++++ INFORMATION

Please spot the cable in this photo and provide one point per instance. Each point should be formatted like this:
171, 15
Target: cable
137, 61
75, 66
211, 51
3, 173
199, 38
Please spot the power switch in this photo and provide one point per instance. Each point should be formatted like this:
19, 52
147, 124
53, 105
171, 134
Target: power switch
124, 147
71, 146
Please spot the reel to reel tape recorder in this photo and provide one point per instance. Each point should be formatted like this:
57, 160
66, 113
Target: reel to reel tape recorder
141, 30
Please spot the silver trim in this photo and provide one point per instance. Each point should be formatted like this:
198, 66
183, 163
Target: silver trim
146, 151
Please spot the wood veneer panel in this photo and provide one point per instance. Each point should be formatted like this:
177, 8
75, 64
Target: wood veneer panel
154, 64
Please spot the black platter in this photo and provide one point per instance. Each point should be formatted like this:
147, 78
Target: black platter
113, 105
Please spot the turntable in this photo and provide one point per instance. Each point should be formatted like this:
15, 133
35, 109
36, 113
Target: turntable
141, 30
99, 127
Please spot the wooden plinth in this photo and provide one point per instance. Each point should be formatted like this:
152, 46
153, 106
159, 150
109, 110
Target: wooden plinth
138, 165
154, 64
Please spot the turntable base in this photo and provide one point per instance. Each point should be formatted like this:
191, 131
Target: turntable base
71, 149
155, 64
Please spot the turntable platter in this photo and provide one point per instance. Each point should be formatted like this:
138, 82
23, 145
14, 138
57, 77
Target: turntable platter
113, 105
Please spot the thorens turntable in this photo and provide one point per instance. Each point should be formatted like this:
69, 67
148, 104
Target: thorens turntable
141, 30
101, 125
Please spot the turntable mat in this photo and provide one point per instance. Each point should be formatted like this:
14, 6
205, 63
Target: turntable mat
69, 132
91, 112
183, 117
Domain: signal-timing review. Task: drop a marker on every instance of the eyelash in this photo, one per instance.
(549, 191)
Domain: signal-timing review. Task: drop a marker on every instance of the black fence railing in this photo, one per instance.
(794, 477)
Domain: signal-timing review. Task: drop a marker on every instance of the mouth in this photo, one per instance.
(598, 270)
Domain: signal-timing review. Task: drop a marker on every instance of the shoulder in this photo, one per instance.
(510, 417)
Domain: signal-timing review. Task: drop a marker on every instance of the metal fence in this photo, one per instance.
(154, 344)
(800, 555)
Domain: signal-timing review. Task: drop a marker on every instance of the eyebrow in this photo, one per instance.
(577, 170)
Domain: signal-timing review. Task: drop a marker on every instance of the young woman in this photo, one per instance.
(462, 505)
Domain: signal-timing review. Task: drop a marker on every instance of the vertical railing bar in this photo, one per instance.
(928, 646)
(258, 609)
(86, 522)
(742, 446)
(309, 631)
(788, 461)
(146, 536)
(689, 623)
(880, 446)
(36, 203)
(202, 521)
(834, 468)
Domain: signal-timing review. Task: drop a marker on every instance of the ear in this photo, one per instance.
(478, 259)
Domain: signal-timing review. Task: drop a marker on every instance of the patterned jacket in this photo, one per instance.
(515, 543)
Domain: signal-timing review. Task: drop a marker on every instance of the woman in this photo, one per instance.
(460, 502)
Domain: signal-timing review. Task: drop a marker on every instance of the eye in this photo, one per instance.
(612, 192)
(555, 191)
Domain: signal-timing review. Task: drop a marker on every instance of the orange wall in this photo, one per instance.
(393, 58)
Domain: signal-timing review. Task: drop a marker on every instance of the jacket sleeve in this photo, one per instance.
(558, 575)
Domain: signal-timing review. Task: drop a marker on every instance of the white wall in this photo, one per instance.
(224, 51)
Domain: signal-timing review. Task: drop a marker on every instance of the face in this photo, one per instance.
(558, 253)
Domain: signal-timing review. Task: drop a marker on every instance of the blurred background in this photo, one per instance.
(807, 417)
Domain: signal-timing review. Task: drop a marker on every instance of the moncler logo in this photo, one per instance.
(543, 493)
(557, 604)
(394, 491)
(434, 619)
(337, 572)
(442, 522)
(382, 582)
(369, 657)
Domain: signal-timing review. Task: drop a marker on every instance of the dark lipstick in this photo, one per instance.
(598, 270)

++++++++

_TASK INSTRUCTIONS:_
An exact reproduction of the data is required. Leave nothing out.

_TASK RESPONSE:_
Please spot the cable in this photo and provide one point per instance. Each point should be formatted like this:
171, 15
Target: cable
137, 61
75, 66
211, 51
3, 173
199, 38
Please spot the power switch in this photo and provide one point per instance. Each point should be formatted like this:
19, 52
147, 124
53, 105
171, 134
Target: power switch
124, 147
71, 146
Please spot the reel to reel tape recorder in this photo and provide one point per instance. Each point should be formatted like this:
57, 160
66, 113
Target: reel to reel tape recorder
141, 30
Please spot the silver trim in this photo and provide one point per instance. Each point should be formatted like this:
198, 66
183, 163
Target: silver trim
146, 151
Please spot the wood veneer panel in this photo and provide one point per instance. Each point should be formatted like this:
177, 8
75, 64
Target: wood veneer panel
154, 64
Please spot the black platter in this photo and provide one point per instance. Each point should be formatted like this:
147, 78
Target: black platter
113, 105
Please spot the turntable in this photo and provide one point per instance. Each point should be formatted like this:
15, 133
35, 109
36, 113
Target: turntable
141, 30
99, 127
Please spot the wooden plinth in this photo and provide one point per instance. Each point should be formatted like this:
152, 46
153, 106
159, 150
109, 110
Target: wooden plinth
138, 165
154, 64
Please spot the turntable base in this photo and provide one point per instance. Each point should be formatted like this:
191, 131
Target: turntable base
71, 149
155, 64
Please spot the turntable platter in this photo and provide one point per instance. Each point should be formatted like this:
138, 82
23, 145
14, 138
57, 77
Target: turntable platter
113, 105
Please spot the thorens turntable in this photo and provide one point per instance. Each point should be formatted like this:
69, 67
148, 104
Target: thorens turntable
141, 30
101, 125
Please spot the turntable mat in this photo and provide one point per instance. Each point should be formatted like this:
14, 6
205, 63
Target: turntable mat
69, 132
91, 112
183, 117
Domain: signal-timing review. Task: drop a marker on every instance of the eyelash in this photo, one per instance.
(549, 191)
Domain: signal-timing review. Task: drop a marker on every instance of the black fence railing in this photo, one per instance.
(794, 477)
Domain: signal-timing review. Task: drop a marker on every instance of the mouth in this photo, one per instance.
(598, 270)
Domain: signal-timing review. Task: drop a marker on every instance of the shoulder in this photo, one per instance.
(510, 417)
Domain: signal-timing review. Task: drop a marker on every instance of the metal fence in this photo, one per instance.
(154, 344)
(800, 555)
Domain: signal-timing review. Task: drop a marker on every instance of the eyebrow in this photo, one per instance.
(577, 170)
Domain: signal-timing review. Task: drop a marker on every instance of the young woman in this photo, one per instance.
(462, 505)
Domain: signal-timing review. Task: drop a marker on every instance of the vertical railing bar in this photo, one per instance.
(928, 646)
(258, 609)
(86, 522)
(742, 446)
(309, 631)
(788, 461)
(146, 536)
(689, 623)
(880, 446)
(36, 203)
(202, 521)
(834, 468)
Domain: signal-timing review. Task: drop a marker on every instance of the ear in this photo, one per instance.
(478, 259)
Domain: signal-timing review. Task: drop a marker on every instance of the patterned jacket in this photo, one per instance.
(515, 543)
Domain: signal-timing review. Task: drop a marker on every instance of the woman in this photo, one per instance.
(460, 502)
Domain: signal-timing review. Task: drop a marker on every instance of the eye in this photo, one per instance.
(612, 192)
(555, 191)
Domain: signal-timing review. Task: drop a marker on every instance of the orange wall in this photo, one per instance.
(393, 58)
Domain: signal-timing review. Task: drop a marker on every instance of the jacket sleeve in this photo, one per instance.
(558, 575)
Domain: signal-timing review. Task: drop a marker on every instance of the white wall in this photo, one per instance.
(224, 51)
Domain: signal-timing review. Task: drop a marker on every instance of the face in this photo, one per instance.
(558, 253)
Domain: signal-timing review. Task: drop a marker on every instance of the blurred background in this photo, one per instance.
(807, 417)
Domain: signal-timing review. Task: drop a marker on every instance of the moncler logo in this photo, one per instance.
(543, 493)
(557, 604)
(394, 491)
(434, 619)
(337, 572)
(442, 522)
(382, 582)
(369, 657)
Domain: signal-timing review. Task: drop a marker on every instance of the dark lipstick in this photo, one per instance.
(598, 270)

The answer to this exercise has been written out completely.